• **Problem details**:
Exactly as written, repeat all of the records below.

────

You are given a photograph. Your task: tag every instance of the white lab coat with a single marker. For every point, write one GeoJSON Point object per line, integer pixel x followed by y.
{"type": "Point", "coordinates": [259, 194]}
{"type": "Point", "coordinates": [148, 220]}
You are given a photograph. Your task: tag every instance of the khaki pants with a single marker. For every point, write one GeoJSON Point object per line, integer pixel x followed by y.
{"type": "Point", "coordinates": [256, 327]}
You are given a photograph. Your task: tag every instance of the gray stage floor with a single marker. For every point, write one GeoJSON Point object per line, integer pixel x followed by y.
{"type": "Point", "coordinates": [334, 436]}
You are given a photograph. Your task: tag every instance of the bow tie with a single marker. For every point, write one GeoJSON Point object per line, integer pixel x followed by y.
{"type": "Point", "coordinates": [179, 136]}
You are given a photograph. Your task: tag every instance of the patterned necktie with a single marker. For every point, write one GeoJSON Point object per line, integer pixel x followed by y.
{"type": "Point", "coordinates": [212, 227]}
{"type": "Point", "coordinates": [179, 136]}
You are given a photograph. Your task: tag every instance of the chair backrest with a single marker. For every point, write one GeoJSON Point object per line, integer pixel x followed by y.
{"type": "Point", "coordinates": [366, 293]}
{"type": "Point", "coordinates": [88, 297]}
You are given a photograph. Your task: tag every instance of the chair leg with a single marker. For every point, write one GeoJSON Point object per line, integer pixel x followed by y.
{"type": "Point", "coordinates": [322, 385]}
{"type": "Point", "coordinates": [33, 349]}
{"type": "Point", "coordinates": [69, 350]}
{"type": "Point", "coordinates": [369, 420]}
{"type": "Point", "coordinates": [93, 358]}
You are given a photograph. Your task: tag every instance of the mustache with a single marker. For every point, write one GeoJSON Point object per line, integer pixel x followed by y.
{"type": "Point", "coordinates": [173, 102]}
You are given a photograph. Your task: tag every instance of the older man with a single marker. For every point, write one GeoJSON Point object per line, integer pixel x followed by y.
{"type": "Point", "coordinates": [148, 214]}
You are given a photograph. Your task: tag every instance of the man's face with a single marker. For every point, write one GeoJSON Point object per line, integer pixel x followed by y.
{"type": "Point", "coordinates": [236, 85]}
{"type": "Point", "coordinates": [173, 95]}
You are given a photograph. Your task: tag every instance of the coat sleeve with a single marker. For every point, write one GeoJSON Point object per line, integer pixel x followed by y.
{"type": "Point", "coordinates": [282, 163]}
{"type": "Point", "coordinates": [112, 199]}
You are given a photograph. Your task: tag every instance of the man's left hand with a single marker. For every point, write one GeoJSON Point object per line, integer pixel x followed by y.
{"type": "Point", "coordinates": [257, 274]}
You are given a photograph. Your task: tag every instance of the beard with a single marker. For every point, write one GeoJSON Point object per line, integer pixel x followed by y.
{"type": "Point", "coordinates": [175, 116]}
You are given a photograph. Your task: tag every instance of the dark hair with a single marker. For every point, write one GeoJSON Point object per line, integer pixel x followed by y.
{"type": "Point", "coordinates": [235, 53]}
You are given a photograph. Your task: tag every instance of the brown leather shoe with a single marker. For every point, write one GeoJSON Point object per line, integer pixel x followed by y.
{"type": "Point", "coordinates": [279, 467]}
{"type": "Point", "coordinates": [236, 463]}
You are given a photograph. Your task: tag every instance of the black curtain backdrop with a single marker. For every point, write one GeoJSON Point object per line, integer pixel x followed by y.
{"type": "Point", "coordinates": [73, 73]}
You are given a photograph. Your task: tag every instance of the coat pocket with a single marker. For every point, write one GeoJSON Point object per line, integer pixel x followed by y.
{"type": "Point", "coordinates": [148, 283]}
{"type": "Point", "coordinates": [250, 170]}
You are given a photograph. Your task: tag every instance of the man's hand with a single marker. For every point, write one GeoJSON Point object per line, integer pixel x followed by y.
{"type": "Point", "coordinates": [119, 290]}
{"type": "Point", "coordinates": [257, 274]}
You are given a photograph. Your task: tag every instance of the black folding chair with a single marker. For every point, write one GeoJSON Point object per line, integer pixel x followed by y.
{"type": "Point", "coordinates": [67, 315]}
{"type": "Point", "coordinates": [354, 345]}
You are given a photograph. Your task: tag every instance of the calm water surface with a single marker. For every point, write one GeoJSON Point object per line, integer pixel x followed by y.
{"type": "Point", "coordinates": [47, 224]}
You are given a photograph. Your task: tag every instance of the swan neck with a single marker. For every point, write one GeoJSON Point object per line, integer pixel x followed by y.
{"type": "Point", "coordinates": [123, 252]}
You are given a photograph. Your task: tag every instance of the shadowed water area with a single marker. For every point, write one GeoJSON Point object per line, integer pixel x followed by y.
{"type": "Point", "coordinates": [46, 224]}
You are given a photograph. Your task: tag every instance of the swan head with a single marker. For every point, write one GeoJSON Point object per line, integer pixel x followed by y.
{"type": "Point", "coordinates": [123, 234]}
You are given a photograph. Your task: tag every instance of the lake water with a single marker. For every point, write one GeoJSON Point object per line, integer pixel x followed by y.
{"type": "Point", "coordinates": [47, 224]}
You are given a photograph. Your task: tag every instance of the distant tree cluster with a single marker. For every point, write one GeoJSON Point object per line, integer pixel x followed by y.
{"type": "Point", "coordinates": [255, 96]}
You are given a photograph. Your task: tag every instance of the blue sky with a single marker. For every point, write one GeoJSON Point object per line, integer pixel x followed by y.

────

• **Task output**:
You are given a photograph. Your task: tag every instance of the white lab coat with a single marker. For every point, write one GeoJSON Point object per line, integer pixel x followed by y.
{"type": "Point", "coordinates": [259, 194]}
{"type": "Point", "coordinates": [148, 220]}
You are given a photograph. Your task: tag every instance of the khaki pants with a single marker. For every point, write one GeoJSON Point object per line, integer pixel x followed by y.
{"type": "Point", "coordinates": [256, 327]}
You are given a photograph. Your task: tag every instance of the gray stage floor with a single marker. For every point, write one GeoJSON Point object per line, integer pixel x followed by y.
{"type": "Point", "coordinates": [334, 436]}
You are given a photograph. Your task: tag every instance of the bow tie with a single marker. For every point, write one GeoJSON Point object per line, integer pixel x followed by y.
{"type": "Point", "coordinates": [179, 136]}
You are given a photograph. Your task: tag every instance of the patterned necktie with a single marker. For every point, write one GeoJSON Point object per line, integer pixel x followed by y.
{"type": "Point", "coordinates": [212, 227]}
{"type": "Point", "coordinates": [179, 136]}
You are given a photograph. Your task: tag every instance of the chair backrest with a single marker. For every point, write one GeoJSON Point object per line, integer pixel x followed by y.
{"type": "Point", "coordinates": [366, 293]}
{"type": "Point", "coordinates": [88, 297]}
You are given a photograph. Your task: tag every instance of the chair leg with a single marker. For every point, write one GeoJSON Point object per line, integer pixel x followed by y.
{"type": "Point", "coordinates": [322, 385]}
{"type": "Point", "coordinates": [33, 349]}
{"type": "Point", "coordinates": [69, 350]}
{"type": "Point", "coordinates": [369, 420]}
{"type": "Point", "coordinates": [93, 358]}
You are given a photograph. Your task: tag every instance of the mustache with a single marker. For every point, write one GeoJSON Point object per line, integer pixel x followed by y.
{"type": "Point", "coordinates": [173, 102]}
You are given a photograph. Your task: tag every instance of the older man with a single marker. For every point, write one GeoJSON Point object per line, integer pixel x followed by y.
{"type": "Point", "coordinates": [148, 214]}
You are given a photograph. Your task: tag every instance of the man's face with a single marker. For every point, write one GeoJSON Point object per line, integer pixel x followed by y.
{"type": "Point", "coordinates": [236, 85]}
{"type": "Point", "coordinates": [173, 95]}
You are given a photograph. Your task: tag every instance of the coat sleeve with a single marker. For every point, write one GeoJSON Point object per line, integer pixel x followed by y.
{"type": "Point", "coordinates": [282, 163]}
{"type": "Point", "coordinates": [112, 199]}
You are given a photograph. Your task: tag every instance of the man's left hand with a single marker. For every point, write one GeoJSON Point object per line, integer pixel x followed by y.
{"type": "Point", "coordinates": [257, 274]}
You are given a photograph. Your task: tag every instance of the beard with a single marker. For every point, write one GeoJSON Point object per line, integer pixel x followed by y.
{"type": "Point", "coordinates": [175, 116]}
You are given a photograph. Your task: tag every instance of the dark hair with a single marker. For every point, write one GeoJSON Point object per line, integer pixel x followed by y.
{"type": "Point", "coordinates": [235, 53]}
You are given a photograph. Your task: tag every instance of the brown leather shoe with a single marker. For every point, write one GeoJSON Point object per line, integer pixel x followed by y.
{"type": "Point", "coordinates": [279, 467]}
{"type": "Point", "coordinates": [236, 463]}
You are given a photograph. Your task: tag every instance of the black curtain backdrop with a single marker. For every point, write one GeoJSON Point object per line, integer pixel x followed by y.
{"type": "Point", "coordinates": [73, 73]}
You are given a photograph. Your task: tag every instance of the coat pocket with a single marker. For every point, write one GeoJSON Point object per line, integer pixel x followed by y.
{"type": "Point", "coordinates": [148, 283]}
{"type": "Point", "coordinates": [250, 170]}
You are given a photograph. Your task: tag every instance of the man's hand with a single marker. For every point, write one GeoJSON Point object per line, integer pixel x followed by y.
{"type": "Point", "coordinates": [119, 290]}
{"type": "Point", "coordinates": [257, 274]}
You are given a photograph. Your task: tag every instance of the black folding chair with a single marker. For every point, write one GeoJSON Point object per line, integer pixel x followed by y.
{"type": "Point", "coordinates": [67, 315]}
{"type": "Point", "coordinates": [354, 345]}
You are given a photograph. Your task: tag every instance of the calm water surface with a single marker. For every point, write one GeoJSON Point object per line, integer pixel x followed by y.
{"type": "Point", "coordinates": [47, 224]}
You are given a photograph. Your task: tag every instance of the swan neck with a single marker. For every point, write one GeoJSON Point object per line, integer pixel x followed by y.
{"type": "Point", "coordinates": [123, 252]}
You are given a photograph. Your task: tag every instance of the shadowed water area with a single marker. For every point, write one GeoJSON Point object per line, integer pixel x followed by y.
{"type": "Point", "coordinates": [46, 224]}
You are given a photograph. Your task: tag every instance of the swan head with a single marker. For every point, write one GeoJSON Point object per line, integer pixel x followed by y.
{"type": "Point", "coordinates": [123, 234]}
You are given a photograph. Your task: tag every instance of the lake water with a single marker. For every point, write one GeoJSON Point object per line, integer pixel x followed by y.
{"type": "Point", "coordinates": [47, 224]}
You are given a photograph. Your task: tag every instance of the distant tree cluster with a single marker. For every point, write one GeoJSON Point object per line, integer pixel x followed by y.
{"type": "Point", "coordinates": [255, 96]}
You are given a photograph. Your task: tag every instance of the blue sky with a single marker. For every point, write one GeoJSON Point object per line, integer pixel x followed by y.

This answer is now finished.